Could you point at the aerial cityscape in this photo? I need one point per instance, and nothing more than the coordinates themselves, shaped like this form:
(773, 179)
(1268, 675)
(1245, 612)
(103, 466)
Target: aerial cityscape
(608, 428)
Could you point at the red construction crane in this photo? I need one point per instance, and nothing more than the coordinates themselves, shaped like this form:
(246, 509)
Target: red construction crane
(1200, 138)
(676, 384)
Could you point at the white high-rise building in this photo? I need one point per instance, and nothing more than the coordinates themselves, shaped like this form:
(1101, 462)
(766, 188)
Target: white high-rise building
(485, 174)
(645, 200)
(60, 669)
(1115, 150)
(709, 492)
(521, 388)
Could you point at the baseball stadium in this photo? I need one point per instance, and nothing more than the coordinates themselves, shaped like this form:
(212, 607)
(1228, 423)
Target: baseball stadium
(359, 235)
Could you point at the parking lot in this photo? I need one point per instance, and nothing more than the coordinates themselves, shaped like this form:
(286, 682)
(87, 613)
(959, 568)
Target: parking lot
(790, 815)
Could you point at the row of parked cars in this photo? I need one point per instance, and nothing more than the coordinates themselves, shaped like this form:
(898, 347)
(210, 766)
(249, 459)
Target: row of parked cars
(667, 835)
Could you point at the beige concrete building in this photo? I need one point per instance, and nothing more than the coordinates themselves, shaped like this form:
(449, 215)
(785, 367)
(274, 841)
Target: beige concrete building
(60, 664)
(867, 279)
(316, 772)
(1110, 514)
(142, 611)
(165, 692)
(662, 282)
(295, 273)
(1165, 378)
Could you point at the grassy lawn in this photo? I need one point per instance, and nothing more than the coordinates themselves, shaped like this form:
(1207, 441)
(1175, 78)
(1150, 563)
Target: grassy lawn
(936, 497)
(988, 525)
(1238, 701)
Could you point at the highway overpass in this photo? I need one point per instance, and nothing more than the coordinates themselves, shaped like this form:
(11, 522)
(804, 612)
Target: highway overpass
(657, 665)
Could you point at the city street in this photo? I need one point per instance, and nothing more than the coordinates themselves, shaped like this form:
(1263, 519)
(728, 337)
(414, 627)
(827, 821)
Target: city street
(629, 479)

- Your instructions
Retype the entries shown above. Keep every word exactly as it is.

- Response
Could you point at the aerial cityscape in this photo? I need one point per instance, and nothing more than the coordinates themselves, shaped like this form:
(773, 179)
(1268, 675)
(1245, 612)
(103, 466)
Target: aerial cityscape
(608, 428)
Could you point at the red construction crane in this photo? I need one point per instance, and nothing more than the coordinates themselves, shaped like this form:
(246, 509)
Target: red construction crane
(1200, 138)
(676, 384)
Could you point at the white high-rise building in this photo? I need one point per instance, and nothing more than the coordinates themselves, shaped like this form:
(1101, 462)
(766, 188)
Target: white high-rise building
(485, 174)
(645, 200)
(60, 669)
(1115, 150)
(709, 492)
(521, 388)
Could you point at the baseball stadium in this photo? I need one point per instance, and nothing more than the coordinates themselves, shaped like this form:
(212, 607)
(1228, 423)
Target: baseball stadium
(359, 235)
Could you point at the parking lot in this photo? I need one point per instance, and nothing more than the coordinates themselves, shaped like this form:
(286, 682)
(87, 613)
(959, 568)
Target: parking lot
(790, 815)
Could you point at the row of parked cars in this photo? I need one point per instance, and nothing more than the coordinates themselves, shaped like this form:
(898, 347)
(210, 766)
(249, 459)
Target: row of parked cars
(667, 835)
Could you point at the beige concrete building in this photo? I need one point per instance, and nothing more than the coordinates themselves, shaped like this form:
(449, 215)
(785, 367)
(274, 841)
Target: beige concrete building
(60, 664)
(867, 279)
(316, 772)
(1110, 514)
(142, 611)
(165, 692)
(662, 282)
(295, 273)
(1165, 378)
Could you point at the grassy lawn in this photo? I need one point per instance, and nothing more than the coordinates themselves, shaped like this form:
(1207, 441)
(1175, 78)
(1150, 563)
Target: grassy lawn
(936, 497)
(988, 525)
(1238, 701)
Could you point at the highway overpass in this photo? I need one point per instance, and nothing more than the coordinates themselves, shaped like this form:
(11, 522)
(804, 612)
Target: highway overpass
(657, 665)
Could you point at the city street in this photo? I need one point per instance, and nothing more than the coordinates themselves, shaped like this form:
(1263, 519)
(728, 337)
(414, 627)
(827, 821)
Target: city street
(629, 479)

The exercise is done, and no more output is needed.